Saved entries:

____

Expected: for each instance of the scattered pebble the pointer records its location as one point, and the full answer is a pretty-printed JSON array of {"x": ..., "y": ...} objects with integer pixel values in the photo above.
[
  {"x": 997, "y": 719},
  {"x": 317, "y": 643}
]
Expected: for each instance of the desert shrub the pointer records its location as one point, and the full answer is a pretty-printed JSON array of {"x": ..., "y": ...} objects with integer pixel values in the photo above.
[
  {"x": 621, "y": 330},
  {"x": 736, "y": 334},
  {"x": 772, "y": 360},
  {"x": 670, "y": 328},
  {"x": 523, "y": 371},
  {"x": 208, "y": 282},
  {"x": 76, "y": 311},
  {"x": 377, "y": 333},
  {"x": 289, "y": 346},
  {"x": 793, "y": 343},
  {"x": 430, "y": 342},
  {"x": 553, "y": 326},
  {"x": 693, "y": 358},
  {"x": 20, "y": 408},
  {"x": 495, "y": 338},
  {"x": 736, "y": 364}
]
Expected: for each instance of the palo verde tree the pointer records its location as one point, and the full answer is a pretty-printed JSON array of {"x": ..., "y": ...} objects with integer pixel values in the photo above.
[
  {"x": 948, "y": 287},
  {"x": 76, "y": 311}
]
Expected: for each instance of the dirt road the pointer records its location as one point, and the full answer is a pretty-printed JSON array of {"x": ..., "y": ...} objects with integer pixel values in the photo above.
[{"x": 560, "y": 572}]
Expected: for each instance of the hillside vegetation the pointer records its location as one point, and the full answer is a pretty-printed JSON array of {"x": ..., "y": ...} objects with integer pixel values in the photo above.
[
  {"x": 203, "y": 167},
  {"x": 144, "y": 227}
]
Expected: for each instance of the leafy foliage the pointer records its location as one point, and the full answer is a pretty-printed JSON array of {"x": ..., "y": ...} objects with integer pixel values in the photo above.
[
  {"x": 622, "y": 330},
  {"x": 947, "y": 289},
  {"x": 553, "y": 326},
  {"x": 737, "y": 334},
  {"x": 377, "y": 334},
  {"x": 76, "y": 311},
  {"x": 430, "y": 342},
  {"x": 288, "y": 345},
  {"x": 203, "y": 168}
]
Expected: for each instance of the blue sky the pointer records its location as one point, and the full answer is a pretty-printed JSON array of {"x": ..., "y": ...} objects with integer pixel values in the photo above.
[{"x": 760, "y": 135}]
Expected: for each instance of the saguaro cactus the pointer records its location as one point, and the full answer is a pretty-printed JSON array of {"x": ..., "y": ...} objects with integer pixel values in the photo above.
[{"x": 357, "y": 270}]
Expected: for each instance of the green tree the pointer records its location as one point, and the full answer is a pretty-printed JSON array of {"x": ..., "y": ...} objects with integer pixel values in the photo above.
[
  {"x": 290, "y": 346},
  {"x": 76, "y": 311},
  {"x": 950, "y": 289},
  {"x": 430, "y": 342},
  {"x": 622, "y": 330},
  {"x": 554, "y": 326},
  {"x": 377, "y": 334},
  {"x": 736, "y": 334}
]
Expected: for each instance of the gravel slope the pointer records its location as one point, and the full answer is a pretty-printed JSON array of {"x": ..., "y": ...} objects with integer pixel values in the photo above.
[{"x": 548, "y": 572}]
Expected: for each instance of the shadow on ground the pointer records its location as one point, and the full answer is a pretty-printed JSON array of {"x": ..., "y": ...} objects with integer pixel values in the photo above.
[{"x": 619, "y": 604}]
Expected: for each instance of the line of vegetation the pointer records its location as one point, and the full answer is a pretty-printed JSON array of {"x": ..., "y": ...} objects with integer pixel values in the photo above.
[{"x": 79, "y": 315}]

____

→ The request:
Render every line of the data above as a Markdown table with the columns No. and Line, numbering each row and omitting blank lines.

→ Expected answer:
| No. | Line |
|---|---|
| 1 | Expected: for each instance of the scattered pebble the pointer records its location as one point, and the full answer is a pretty-printed JSON array of {"x": ..., "y": ...} objects with integer pixel values in the photo above. |
| 2 | [ |
| 3 |   {"x": 997, "y": 719}, |
| 4 |   {"x": 317, "y": 643} |
| 5 | ] |
| 6 | Expected: for each instance of the desert shrub the pointer records its location as one point, and the full answer is a pretty-printed JSON array of {"x": ..., "y": ...} objects with integer pixel values in the photo above. |
| 7 | [ |
| 8 |   {"x": 621, "y": 330}, |
| 9 |   {"x": 736, "y": 334}, |
| 10 |   {"x": 772, "y": 360}, |
| 11 |   {"x": 670, "y": 328}, |
| 12 |   {"x": 523, "y": 371}, |
| 13 |   {"x": 208, "y": 282}, |
| 14 |   {"x": 76, "y": 311}, |
| 15 |   {"x": 377, "y": 333}, |
| 16 |   {"x": 289, "y": 346}, |
| 17 |   {"x": 793, "y": 343}, |
| 18 |   {"x": 430, "y": 342}, |
| 19 |   {"x": 553, "y": 326}, |
| 20 |   {"x": 693, "y": 358}, |
| 21 |   {"x": 20, "y": 408}, |
| 22 |   {"x": 495, "y": 338}, |
| 23 |   {"x": 736, "y": 364} |
| 24 | ] |
| 25 | Expected: for each instance of the palo verde tree the pointer records its location as one point, and the full answer is a pretty-printed JSON array of {"x": ..., "y": ...} objects with integer pixel values in the photo above. |
| 26 | [ |
| 27 |   {"x": 948, "y": 287}, |
| 28 |   {"x": 76, "y": 311} |
| 29 | ] |
| 30 | Expected: for each instance of the dirt road the pointer records its location as one point, and the full answer is a pretty-printed JSON array of {"x": ..., "y": ...} objects with integer pixel values in the photo above. |
| 31 | [{"x": 560, "y": 572}] |
| 32 | Expected: for each instance of the hillside vegetation the pointer records its location as one point, and the full answer is a pretty-printed JSON array of {"x": ..., "y": ...} objects with integer pixel values in the photo above. |
| 33 | [ |
| 34 |   {"x": 203, "y": 167}, |
| 35 |   {"x": 144, "y": 227} |
| 36 | ] |
| 37 | Expected: for each instance of the leafy foliage the pointer records its location as one point, and the full answer is a pretty-printed JSON array of {"x": ..., "y": ...} objects with integer pixel values in the photo above. |
| 38 | [ |
| 39 |   {"x": 622, "y": 330}, |
| 40 |   {"x": 947, "y": 289}, |
| 41 |   {"x": 553, "y": 326}, |
| 42 |   {"x": 737, "y": 334}, |
| 43 |   {"x": 377, "y": 334}, |
| 44 |   {"x": 76, "y": 311}, |
| 45 |   {"x": 430, "y": 342}, |
| 46 |   {"x": 288, "y": 345}, |
| 47 |   {"x": 203, "y": 168} |
| 48 | ] |
| 49 | Expected: for each instance of the blue sky the pointer records its location as one point, and the full answer is a pretty-printed JSON array of {"x": ..., "y": ...} objects with integer pixel values in the photo above. |
| 50 | [{"x": 760, "y": 135}] |
| 51 | Expected: for each instance of the saguaro cactus the pointer records its location as one point, and the full answer is a pretty-printed JSON array of {"x": ..., "y": ...} objects with integer pixel values in the photo above. |
| 52 | [{"x": 357, "y": 270}] |
| 53 | Expected: for each instance of the green tree the pointer records its location as one point, and the full answer is a pretty-printed JSON array of {"x": ..., "y": ...} objects with integer pixel values in the photo above. |
| 54 | [ |
| 55 |   {"x": 290, "y": 346}, |
| 56 |   {"x": 76, "y": 311}, |
| 57 |   {"x": 950, "y": 289}, |
| 58 |   {"x": 430, "y": 342}, |
| 59 |   {"x": 622, "y": 330}, |
| 60 |   {"x": 554, "y": 326}, |
| 61 |   {"x": 377, "y": 334}, |
| 62 |   {"x": 736, "y": 334} |
| 63 | ] |
| 64 | Expected: for each instance of the gravel slope the pointer records its location as one point, and the full answer is a pretty-printed JSON array of {"x": ..., "y": ...} objects with integer pixel values in the photo above. |
| 65 | [{"x": 548, "y": 572}] |
| 66 | Expected: for each instance of the shadow on ground the pointer records its location as one point, and the full answer is a pretty-printed JSON array of {"x": ..., "y": ...} objects with integer pixel values in the photo above. |
| 67 | [{"x": 619, "y": 604}] |
| 68 | Expected: for each instance of the line of vegetation the pointer records its location as one point, and the full answer is a pretty-printed JSON array of {"x": ..., "y": ...} objects with integer pixel values in the photo above. |
| 69 | [{"x": 79, "y": 315}] |